### TAREFA A REALIZAR
Copie, sem qualquer alteração, o trecho do texto sobre Inácio Perestrello que começa em "A sua distinção" e termina em "incansável da liberdade.".

### TEXTO EXTRAÍDO
---
O nome de Joaquim Vellez Barreiros, de um oficial constitucionalista exilado, foi usado por Perestrello para esconder a sua identidade no momento da captura. Contudo, quando revelou quem realmente era, isso não lhe valeu de nada. A justiça miguelista ignorou as provas e levou a condenação até ao fim.

“Apesar de seu irmão, que estava em Lisboa, ter declarado o engano e mostrado cartas do irmão datadas de França, nada disso valeu para anular tão informe e monstruosa sentença.”

O descaso pela verdade judicial revela o caráter puramente punitivo e repressivo do julgamento. O tribunal não estava interessado na verdade, apenas em produzir mártires para aterrorizar outros opositores.


A Vida Militar de Perestrello e a sua Trajetória até à Execução

O documento também enfatiza o heroísmo e a trajetória militar de Inácio Perestrello, destacando o seu serviço na Legião Portuguesa e a sua participação nas lutas liberais.

“Perestrello era natural de Ponte de Lima e de uma família ilustre. Passou à França com o exército português, que para ali foi mandado por Junot, onde militou com tanto valor e honra que por isso ganhou a insígnia da Legião de Honra.”

A sua distinção em combate demonstra que não era um revolucionário qualquer, mas um homem com experiência militar, inteligência e influência. O seu papel nas campanhas contra os miguelistas e a sua participação na insurreição do Porto de 1828 fazem dele uma figura ameaçadora para o regime absolutista.

“No seu regresso a Portugal, destinou-se a fazer um curso de estudos em Coimbra, mas, em 1823, quando os estudantes se armaram para repelir a rebelião que surgiu em Trás-os-Montes, dirigida pelos Silveiras, deixou os estudos e pegou na espada em defesa da liberdade da sua pátria.”

A narrativa dá uma dimensão épica à sua história, apresentando Perestrello como um defensor incansável da liberdade.


O Destino dos Outros Condenados

O autor também detalha o futuro dos outros implicados na conspiração. Nem todos foram executados, mas as penas eram brutais.

“Foram condenados por toda a vida para diversos presídios de África João António Lopes, Bento José Antunes, Jacinto Pimentel Moreira e António Maria Alves de Aguiar, ficando somente com degredo por dez anos António José de Torres e António Júlio Pereira d’Eça.”
---
### DADOS APRESENTADOS
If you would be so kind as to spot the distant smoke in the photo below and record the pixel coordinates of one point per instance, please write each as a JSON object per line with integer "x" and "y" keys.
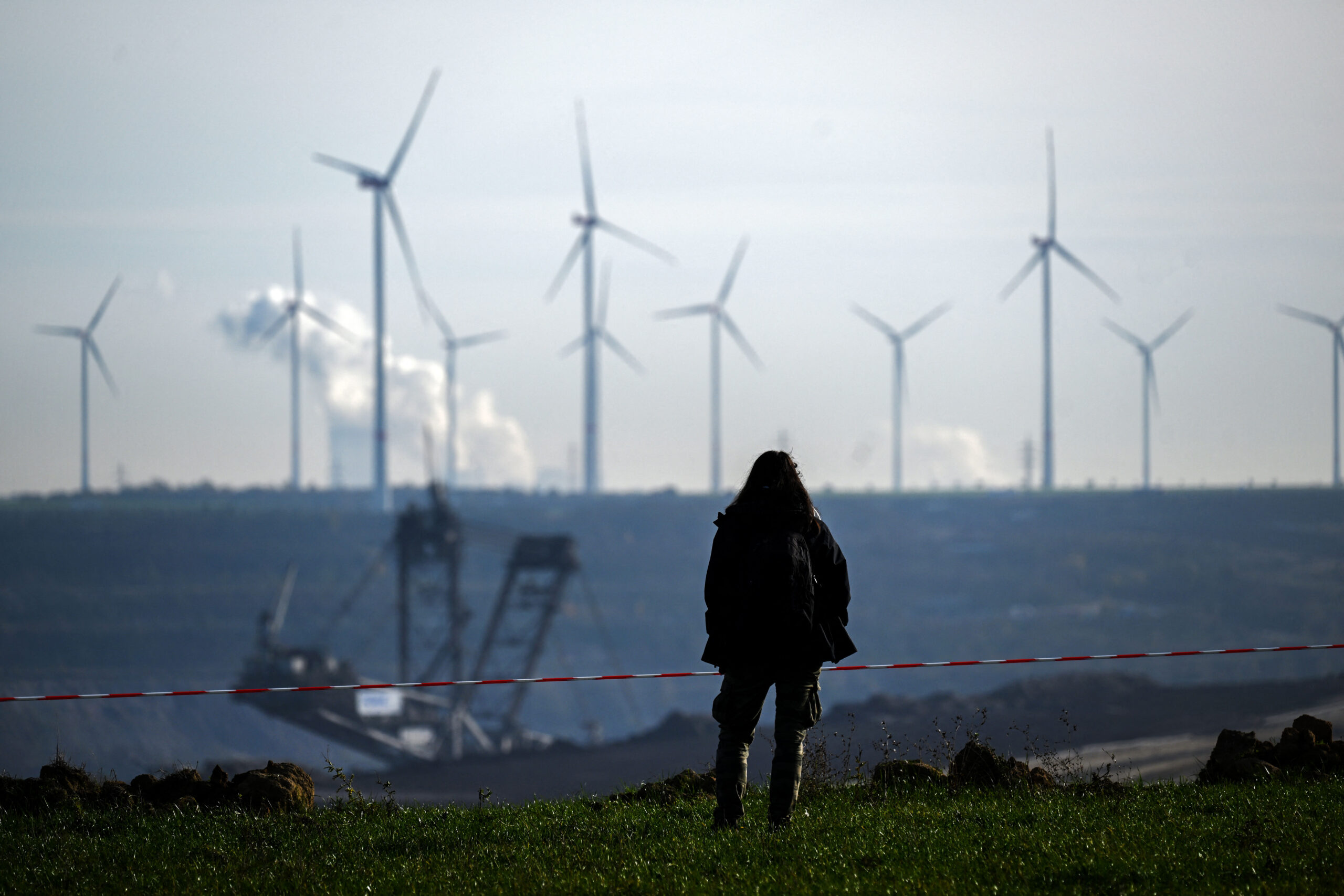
{"x": 949, "y": 455}
{"x": 492, "y": 448}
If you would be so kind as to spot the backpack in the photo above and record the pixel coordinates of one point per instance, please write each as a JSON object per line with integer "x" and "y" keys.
{"x": 777, "y": 587}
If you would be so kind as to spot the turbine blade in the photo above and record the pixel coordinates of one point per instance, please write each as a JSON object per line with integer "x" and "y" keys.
{"x": 573, "y": 347}
{"x": 729, "y": 279}
{"x": 1124, "y": 333}
{"x": 349, "y": 167}
{"x": 741, "y": 340}
{"x": 639, "y": 242}
{"x": 1171, "y": 331}
{"x": 299, "y": 267}
{"x": 413, "y": 128}
{"x": 623, "y": 352}
{"x": 47, "y": 330}
{"x": 685, "y": 312}
{"x": 881, "y": 325}
{"x": 1050, "y": 181}
{"x": 928, "y": 319}
{"x": 102, "y": 307}
{"x": 269, "y": 333}
{"x": 444, "y": 327}
{"x": 585, "y": 163}
{"x": 1307, "y": 316}
{"x": 328, "y": 321}
{"x": 566, "y": 267}
{"x": 1086, "y": 272}
{"x": 480, "y": 339}
{"x": 604, "y": 293}
{"x": 102, "y": 366}
{"x": 407, "y": 253}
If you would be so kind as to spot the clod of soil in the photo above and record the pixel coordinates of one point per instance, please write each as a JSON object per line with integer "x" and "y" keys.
{"x": 281, "y": 786}
{"x": 686, "y": 785}
{"x": 905, "y": 772}
{"x": 1306, "y": 749}
{"x": 979, "y": 766}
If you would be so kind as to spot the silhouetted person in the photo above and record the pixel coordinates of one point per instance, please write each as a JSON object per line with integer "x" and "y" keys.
{"x": 777, "y": 593}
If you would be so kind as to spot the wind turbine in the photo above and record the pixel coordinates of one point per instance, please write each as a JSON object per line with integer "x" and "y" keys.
{"x": 718, "y": 318}
{"x": 591, "y": 342}
{"x": 291, "y": 313}
{"x": 588, "y": 222}
{"x": 898, "y": 375}
{"x": 452, "y": 343}
{"x": 87, "y": 349}
{"x": 381, "y": 184}
{"x": 1146, "y": 351}
{"x": 1046, "y": 245}
{"x": 1336, "y": 330}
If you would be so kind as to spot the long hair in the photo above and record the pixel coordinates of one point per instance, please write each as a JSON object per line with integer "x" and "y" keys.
{"x": 774, "y": 483}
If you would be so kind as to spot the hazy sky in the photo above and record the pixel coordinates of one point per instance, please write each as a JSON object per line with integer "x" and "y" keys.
{"x": 886, "y": 154}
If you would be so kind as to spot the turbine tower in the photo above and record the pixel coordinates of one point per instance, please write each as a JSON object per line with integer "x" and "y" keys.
{"x": 588, "y": 222}
{"x": 381, "y": 184}
{"x": 718, "y": 318}
{"x": 1045, "y": 246}
{"x": 452, "y": 343}
{"x": 1336, "y": 330}
{"x": 292, "y": 309}
{"x": 87, "y": 349}
{"x": 1146, "y": 351}
{"x": 898, "y": 376}
{"x": 592, "y": 342}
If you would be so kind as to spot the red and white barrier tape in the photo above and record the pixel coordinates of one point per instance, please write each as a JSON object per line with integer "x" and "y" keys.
{"x": 666, "y": 675}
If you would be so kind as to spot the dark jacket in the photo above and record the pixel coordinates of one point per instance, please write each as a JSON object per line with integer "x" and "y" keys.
{"x": 728, "y": 645}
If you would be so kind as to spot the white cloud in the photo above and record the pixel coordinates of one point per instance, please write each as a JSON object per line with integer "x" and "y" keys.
{"x": 949, "y": 455}
{"x": 492, "y": 448}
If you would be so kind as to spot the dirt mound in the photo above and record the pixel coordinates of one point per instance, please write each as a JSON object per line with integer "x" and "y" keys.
{"x": 281, "y": 786}
{"x": 686, "y": 785}
{"x": 905, "y": 772}
{"x": 979, "y": 766}
{"x": 1307, "y": 749}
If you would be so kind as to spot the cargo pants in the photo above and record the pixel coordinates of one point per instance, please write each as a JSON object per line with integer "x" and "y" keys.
{"x": 797, "y": 707}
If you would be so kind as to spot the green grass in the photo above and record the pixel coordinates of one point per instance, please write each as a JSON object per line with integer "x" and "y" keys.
{"x": 1276, "y": 839}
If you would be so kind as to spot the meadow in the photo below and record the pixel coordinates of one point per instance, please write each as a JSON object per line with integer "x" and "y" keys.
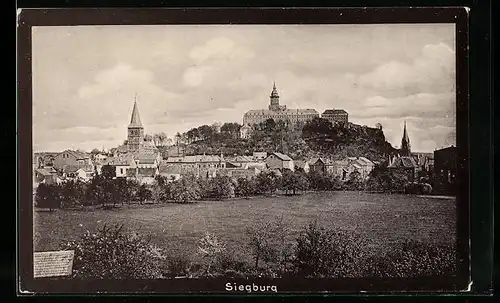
---
### RESPOSTA À TAREFA
A sua distinção em combate demonstra que não era um revolucionário qualquer, mas um homem com experiência militar, inteligência e influência. O seu papel nas campanhas contra os miguelistas e a sua participação na insurreição do Porto de 1828 fazem dele uma figura ameaçadora para o regime absolutista.

“No seu regresso a Portugal, destinou-se a fazer um curso de estudos em Coimbra, mas, em 1823, quando os estudantes se armaram para repelir a rebelião que surgiu em Trás-os-Montes, dirigida pelos Silveiras, deixou os estudos e pegou na espada em defesa da liberdade da sua pátria.”

A narrativa dá uma dimensão épica à sua história, apresentando Perestrello como um defensor incansável da liberdade.